Heilman of Letters

 

Robert B. Heilman

His Life in Letters
edited by Edward Alexander, Richard J. Dunn, and Paul Jaussen
University of Washington,
808 pp., $60

 

The New Criticism of Cleanth Brooks and Robert Penn Warren, of John Crowe Ransom and Allen Tate, first gained national attention in the 1940s, though the criticism of precursors like I. A. Richards and T. S. Eliot had been appearing since the ’20s. Brooks’s Modern Poetry and the Tradition came out in 1939, and Ransom published The New Criticism in 1941. Probably most influential in spreading the New Criticism to classrooms throughout the United States were the “Understanding” anthologies: Brooks and Warren’s Understanding Poetry (1938), Understanding Fiction (1943), and Understanding Drama, edited by Brooks and Robert Heilman (1948). 

A large part of the success of the New Criticism derived from its demonstration that literary criticism could be an academic discipline. The older emphasis on bibliographical and historical studies provided little or no guidance in distinguishing good poetry from bad other than personal taste or sensibility, qualities that could not be taught. Judgments about poetry and literature were ultimately inexplicable; you either got it or you didn’t. There was a general feeling in English departments that people from non-English-speaking countries, and Jews from anywhere, couldn’t get it. It therefore followed that aspirants for teaching positions from such groups, no matter how intelligent they might seem, were not really qualified to teach in prestigious departments of English. (It took the personal intervention of President Nicholas Murray Butler to get Lionel Trilling on the tenure track at Columbia.) 

The New Criticism changed all that by demonstrating that the literary quality of poems and stories could be analyzed, discussed, and demonstrated by close reading and analysis of the text. Almost anybody willing to make the effort could come to understand how a poem or a short story worked. Poetic greatness was no longer something mysterious, capable of being grasped only by those with the right blood or proper cultural heritage. It was open to inspection, analysis, and debate. Criticism was not merely arbitrary impressionism but a discipline that could be taught.

Although its effect in the classroom was to open up the study of literature to all those willing and able to make the requisite effort, the New Criticism was condemned in the 1960s as politically reactionary. The new critical emphasis on irony, ambiguity, and paradox did, indeed, cast suspicion on poems and stories whose literary rank derived less from literary merit than from the affirmation of an unironic, easy-to-understand political message confirming the politics of those doing the ranking.

....

EXERCISE TASKS.
a) In the New Criticism excerpt, which anthology did Brooks edit with Robert Heilman, and when did it appear?
b) Summarize the New Criticism excerpt in two sentences.
c) According to the New Criticism excerpt, why were aspirants from some groups considered unqualified to teach in prestigious English departments?
The data that comes next is drawn from a separate source.

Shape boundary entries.
....

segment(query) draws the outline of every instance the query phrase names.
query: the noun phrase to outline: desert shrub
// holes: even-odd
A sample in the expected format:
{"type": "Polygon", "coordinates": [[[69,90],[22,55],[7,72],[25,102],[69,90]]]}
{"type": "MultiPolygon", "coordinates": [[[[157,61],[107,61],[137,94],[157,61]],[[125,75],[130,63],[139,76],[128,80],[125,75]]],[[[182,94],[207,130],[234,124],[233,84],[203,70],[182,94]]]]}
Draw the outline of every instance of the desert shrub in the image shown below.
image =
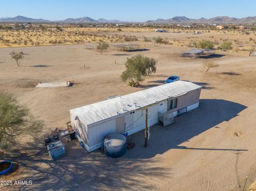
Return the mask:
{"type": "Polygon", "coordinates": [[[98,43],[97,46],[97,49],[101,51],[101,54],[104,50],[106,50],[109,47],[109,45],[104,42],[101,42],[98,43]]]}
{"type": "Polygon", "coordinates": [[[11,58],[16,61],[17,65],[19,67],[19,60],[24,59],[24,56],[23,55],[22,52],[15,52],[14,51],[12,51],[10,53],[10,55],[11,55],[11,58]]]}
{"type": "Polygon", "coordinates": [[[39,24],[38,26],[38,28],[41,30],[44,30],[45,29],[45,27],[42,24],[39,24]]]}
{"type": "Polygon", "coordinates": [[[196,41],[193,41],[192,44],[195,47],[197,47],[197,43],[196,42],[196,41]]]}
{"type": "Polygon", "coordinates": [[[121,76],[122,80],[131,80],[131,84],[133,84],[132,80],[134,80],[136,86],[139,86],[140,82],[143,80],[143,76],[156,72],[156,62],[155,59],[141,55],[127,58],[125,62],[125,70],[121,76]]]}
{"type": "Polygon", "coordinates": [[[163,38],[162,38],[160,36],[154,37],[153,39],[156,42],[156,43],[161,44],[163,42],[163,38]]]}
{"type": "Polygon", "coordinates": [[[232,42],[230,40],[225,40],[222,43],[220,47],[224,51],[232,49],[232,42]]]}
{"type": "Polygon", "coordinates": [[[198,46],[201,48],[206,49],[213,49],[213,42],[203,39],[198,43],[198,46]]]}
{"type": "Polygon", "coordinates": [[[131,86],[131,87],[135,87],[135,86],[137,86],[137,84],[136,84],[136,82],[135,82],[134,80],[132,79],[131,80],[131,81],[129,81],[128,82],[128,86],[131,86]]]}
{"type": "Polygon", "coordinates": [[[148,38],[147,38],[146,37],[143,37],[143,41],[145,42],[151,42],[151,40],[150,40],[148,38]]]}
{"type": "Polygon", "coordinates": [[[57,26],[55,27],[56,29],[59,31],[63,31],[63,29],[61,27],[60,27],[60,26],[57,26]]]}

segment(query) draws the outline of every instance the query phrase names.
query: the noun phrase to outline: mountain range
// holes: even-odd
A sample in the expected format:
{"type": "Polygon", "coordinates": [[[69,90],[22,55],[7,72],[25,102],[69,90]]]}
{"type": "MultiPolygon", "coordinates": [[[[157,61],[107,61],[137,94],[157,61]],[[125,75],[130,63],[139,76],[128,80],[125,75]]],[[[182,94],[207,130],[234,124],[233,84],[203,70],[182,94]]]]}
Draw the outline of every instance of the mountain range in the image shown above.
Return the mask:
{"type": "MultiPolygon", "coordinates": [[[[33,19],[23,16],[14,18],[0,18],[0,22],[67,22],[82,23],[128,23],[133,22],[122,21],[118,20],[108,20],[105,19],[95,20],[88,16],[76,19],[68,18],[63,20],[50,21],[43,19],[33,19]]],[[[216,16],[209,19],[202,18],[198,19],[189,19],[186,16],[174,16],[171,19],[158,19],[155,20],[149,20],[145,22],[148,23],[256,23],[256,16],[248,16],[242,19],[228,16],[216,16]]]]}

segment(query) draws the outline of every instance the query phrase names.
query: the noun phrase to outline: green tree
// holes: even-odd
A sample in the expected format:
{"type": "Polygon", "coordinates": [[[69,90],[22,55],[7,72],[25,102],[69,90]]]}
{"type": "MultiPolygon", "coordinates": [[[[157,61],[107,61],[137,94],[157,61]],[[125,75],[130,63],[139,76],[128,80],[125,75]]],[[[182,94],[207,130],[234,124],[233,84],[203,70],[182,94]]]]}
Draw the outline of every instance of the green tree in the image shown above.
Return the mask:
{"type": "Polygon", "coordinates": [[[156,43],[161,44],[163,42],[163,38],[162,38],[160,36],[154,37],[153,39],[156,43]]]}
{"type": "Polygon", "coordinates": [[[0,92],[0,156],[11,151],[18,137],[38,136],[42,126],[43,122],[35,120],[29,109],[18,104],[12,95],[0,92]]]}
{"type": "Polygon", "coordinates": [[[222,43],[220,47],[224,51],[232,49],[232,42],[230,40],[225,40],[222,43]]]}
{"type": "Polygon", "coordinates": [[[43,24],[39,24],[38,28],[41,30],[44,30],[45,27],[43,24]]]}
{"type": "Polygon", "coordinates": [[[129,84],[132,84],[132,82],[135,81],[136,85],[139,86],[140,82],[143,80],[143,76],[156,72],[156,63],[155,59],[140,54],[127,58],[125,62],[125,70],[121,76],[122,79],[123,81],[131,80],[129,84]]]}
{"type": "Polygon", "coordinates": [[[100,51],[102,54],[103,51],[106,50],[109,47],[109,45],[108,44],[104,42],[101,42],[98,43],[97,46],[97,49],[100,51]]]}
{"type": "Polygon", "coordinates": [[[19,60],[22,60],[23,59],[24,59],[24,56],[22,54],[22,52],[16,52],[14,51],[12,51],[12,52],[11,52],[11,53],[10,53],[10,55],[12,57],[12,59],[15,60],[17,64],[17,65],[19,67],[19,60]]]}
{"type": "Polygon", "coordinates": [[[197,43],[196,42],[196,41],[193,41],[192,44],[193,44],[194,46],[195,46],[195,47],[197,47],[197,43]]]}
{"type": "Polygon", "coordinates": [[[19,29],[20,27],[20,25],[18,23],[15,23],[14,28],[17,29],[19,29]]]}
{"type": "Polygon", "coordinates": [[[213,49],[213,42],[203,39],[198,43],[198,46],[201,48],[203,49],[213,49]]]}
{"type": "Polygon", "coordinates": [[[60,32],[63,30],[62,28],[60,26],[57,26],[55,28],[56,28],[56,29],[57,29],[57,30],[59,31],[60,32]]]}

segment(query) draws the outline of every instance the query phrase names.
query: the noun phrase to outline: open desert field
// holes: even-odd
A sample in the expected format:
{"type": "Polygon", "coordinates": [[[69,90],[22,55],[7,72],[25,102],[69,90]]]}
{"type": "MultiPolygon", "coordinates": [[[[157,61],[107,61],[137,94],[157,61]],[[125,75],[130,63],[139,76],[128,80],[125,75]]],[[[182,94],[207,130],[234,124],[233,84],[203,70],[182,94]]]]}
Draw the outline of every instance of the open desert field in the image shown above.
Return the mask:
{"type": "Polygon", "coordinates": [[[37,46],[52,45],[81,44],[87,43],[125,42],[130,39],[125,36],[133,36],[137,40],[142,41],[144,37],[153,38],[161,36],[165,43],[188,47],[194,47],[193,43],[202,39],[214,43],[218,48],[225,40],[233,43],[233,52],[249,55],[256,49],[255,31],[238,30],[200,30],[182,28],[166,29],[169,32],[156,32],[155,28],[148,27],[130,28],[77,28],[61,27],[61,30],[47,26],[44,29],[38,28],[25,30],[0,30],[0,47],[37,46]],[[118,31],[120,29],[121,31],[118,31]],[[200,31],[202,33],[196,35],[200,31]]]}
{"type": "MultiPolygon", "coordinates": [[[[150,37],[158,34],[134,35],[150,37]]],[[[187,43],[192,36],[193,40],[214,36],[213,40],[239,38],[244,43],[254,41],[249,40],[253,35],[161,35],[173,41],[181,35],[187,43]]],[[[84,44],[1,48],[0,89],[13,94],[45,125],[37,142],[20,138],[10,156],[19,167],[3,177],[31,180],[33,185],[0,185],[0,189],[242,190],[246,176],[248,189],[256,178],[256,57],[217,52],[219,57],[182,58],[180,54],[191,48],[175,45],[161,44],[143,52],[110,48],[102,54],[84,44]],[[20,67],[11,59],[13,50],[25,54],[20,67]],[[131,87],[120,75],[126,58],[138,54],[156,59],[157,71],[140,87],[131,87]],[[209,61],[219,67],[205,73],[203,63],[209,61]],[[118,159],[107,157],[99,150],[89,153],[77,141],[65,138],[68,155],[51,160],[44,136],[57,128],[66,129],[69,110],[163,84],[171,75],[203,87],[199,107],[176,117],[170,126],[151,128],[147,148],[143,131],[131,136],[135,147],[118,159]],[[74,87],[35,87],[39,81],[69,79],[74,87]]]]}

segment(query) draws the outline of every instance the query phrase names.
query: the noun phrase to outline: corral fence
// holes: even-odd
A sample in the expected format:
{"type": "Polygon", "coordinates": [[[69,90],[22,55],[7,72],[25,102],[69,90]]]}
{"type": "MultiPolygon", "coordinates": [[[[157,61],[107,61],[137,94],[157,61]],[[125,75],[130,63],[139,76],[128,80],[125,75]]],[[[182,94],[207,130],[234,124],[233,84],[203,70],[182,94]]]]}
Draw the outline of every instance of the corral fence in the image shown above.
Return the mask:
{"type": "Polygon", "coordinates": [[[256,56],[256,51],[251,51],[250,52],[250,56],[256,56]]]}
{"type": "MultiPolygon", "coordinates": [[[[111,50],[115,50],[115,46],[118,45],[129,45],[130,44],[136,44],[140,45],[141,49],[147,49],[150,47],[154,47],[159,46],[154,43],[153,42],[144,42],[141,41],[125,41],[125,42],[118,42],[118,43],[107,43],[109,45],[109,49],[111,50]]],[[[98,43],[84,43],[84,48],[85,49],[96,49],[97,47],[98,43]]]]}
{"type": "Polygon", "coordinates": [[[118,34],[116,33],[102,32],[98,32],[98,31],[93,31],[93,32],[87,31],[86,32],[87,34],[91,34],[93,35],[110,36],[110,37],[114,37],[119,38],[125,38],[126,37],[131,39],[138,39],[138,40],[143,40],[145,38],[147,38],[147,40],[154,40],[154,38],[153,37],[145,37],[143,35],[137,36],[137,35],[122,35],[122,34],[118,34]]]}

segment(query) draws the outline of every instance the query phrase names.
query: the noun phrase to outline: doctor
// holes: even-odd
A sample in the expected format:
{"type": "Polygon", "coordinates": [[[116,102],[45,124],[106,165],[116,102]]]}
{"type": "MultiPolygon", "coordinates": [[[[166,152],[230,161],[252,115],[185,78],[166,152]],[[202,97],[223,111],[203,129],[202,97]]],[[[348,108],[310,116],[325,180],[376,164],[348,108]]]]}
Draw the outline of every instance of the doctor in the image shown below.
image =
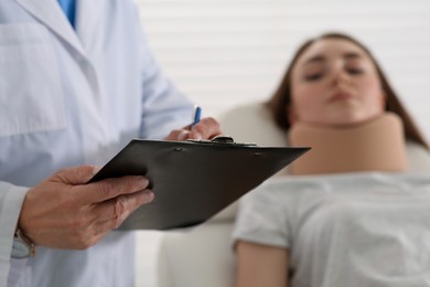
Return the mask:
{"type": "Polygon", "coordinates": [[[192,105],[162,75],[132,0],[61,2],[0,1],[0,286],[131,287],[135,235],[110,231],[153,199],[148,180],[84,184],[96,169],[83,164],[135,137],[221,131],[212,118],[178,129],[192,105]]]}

....

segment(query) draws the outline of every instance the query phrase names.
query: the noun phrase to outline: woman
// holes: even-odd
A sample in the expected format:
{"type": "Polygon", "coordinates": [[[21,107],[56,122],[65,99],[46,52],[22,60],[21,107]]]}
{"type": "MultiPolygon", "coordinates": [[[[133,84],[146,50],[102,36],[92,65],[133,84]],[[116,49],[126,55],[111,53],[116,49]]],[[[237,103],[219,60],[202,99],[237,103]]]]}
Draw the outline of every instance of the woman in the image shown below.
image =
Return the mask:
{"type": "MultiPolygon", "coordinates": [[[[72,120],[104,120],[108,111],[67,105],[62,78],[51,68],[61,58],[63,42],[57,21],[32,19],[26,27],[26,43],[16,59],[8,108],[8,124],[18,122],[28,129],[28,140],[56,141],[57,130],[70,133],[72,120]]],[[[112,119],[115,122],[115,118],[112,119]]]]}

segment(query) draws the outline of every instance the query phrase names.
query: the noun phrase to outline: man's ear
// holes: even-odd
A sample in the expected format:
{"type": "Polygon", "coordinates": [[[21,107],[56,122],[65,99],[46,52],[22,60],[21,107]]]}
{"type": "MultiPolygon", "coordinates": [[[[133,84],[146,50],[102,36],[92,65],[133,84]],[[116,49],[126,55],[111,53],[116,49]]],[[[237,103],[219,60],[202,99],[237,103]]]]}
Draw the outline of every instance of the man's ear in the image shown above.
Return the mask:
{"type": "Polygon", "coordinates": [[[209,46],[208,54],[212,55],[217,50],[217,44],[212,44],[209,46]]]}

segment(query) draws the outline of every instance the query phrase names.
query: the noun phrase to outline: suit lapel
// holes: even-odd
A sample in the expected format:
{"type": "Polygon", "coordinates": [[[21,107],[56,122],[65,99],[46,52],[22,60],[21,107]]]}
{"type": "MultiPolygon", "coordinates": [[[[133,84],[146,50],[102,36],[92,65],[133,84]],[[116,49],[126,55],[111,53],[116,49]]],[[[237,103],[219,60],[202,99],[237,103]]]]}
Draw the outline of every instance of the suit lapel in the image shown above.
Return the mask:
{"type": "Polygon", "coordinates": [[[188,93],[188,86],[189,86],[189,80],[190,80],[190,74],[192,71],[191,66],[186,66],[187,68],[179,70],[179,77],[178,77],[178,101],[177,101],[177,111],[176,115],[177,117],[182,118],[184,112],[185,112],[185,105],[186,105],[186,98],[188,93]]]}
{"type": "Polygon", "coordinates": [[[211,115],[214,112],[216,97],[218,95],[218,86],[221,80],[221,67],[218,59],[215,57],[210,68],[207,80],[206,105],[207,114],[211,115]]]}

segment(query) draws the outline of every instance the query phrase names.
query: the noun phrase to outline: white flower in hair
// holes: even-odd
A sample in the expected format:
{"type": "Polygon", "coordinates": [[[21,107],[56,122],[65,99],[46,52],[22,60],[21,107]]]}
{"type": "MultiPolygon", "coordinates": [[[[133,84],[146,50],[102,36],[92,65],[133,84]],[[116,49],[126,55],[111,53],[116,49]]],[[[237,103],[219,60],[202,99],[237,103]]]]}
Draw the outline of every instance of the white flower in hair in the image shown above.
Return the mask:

....

SOLUTIONS BELOW.
a) Understanding Drama, in 1948.

b) The New Criticism gained national attention in the 1940s, spread to classrooms largely through the "Understanding" anthologies, and showed that literary criticism could be a teachable academic discipline based on close reading rather than personal taste. Although it opened the study of literature to anyone willing to make the effort, it was condemned in the 1960s as politically reactionary.

c) The older emphasis on bibliographical and historical studies left judgments about literature to personal taste or sensibility, which could not be taught, so you either got it or you didn't. Because English departments generally felt that people from non-English-speaking countries, and Jews from anywhere, couldn't get it, aspirants from those groups were judged not really qualified, however intelligent they seemed.